-------- EXERCISE MATERIALS --------
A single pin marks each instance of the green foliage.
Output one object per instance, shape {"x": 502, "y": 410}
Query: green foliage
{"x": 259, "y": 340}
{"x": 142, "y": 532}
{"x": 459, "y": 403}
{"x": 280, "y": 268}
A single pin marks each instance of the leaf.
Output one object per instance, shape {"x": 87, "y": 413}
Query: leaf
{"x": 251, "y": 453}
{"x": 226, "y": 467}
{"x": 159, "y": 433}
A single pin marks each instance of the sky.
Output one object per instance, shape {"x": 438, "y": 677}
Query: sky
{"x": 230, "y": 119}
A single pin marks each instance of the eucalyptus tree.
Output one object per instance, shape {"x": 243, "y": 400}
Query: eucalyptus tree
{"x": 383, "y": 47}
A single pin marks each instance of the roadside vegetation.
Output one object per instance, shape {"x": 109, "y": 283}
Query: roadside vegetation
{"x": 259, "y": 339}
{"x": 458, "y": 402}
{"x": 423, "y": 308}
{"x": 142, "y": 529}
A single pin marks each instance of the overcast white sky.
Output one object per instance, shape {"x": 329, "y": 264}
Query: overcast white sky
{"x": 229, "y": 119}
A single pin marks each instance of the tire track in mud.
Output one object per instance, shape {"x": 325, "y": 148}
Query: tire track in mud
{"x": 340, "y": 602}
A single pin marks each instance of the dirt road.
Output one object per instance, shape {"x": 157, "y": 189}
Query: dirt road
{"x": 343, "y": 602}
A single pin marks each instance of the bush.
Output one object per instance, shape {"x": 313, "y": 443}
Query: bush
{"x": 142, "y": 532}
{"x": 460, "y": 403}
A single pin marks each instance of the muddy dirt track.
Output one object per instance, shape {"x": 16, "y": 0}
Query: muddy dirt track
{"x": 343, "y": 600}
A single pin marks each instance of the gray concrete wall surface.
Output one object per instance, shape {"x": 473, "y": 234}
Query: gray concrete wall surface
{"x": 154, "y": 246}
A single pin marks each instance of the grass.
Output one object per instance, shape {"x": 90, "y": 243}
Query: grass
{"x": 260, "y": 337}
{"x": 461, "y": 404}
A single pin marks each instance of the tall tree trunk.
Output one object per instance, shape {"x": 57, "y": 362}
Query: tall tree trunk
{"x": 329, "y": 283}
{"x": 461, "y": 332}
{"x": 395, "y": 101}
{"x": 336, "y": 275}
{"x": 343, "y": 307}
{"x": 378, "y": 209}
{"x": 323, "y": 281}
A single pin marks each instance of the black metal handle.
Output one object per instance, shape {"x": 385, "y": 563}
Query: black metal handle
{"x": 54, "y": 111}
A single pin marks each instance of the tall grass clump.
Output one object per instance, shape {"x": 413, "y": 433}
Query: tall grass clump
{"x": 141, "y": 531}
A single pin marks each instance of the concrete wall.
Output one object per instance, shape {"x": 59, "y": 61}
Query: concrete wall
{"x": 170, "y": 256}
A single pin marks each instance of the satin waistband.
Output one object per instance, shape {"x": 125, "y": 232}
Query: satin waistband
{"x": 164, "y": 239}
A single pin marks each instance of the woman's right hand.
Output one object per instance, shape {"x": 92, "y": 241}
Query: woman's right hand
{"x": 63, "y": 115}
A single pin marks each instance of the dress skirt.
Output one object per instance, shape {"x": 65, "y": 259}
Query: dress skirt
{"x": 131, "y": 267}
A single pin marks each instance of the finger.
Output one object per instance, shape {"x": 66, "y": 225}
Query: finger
--------
## PROBLEM TO WORK ON:
Extract verbatim every line of the entries from the line containing "A single pin marks each instance of the tall grass" through the end of the entries, including both of those ends.

## FULL ANSWER:
A single pin marks each instance of the tall grass clump.
Output one object per instance, shape {"x": 413, "y": 433}
Query: tall grass clump
{"x": 141, "y": 531}
A single pin marks each instance of the concrete wall.
Output one object per instance, shape {"x": 59, "y": 61}
Query: concrete wall
{"x": 170, "y": 256}
A single pin marks each instance of the satin waistband.
Output one object per instance, shape {"x": 125, "y": 232}
Query: satin waistband
{"x": 164, "y": 239}
A single pin marks each instance of the woman's right hand.
Output one object per instance, shape {"x": 92, "y": 241}
Query: woman's right hand
{"x": 63, "y": 115}
A single pin marks each instance of the dress skirt.
Output one object per instance, shape {"x": 65, "y": 259}
Query: dress skirt
{"x": 131, "y": 267}
A single pin marks each instance of the finger.
Output one object per instance, shape {"x": 66, "y": 225}
Query: finger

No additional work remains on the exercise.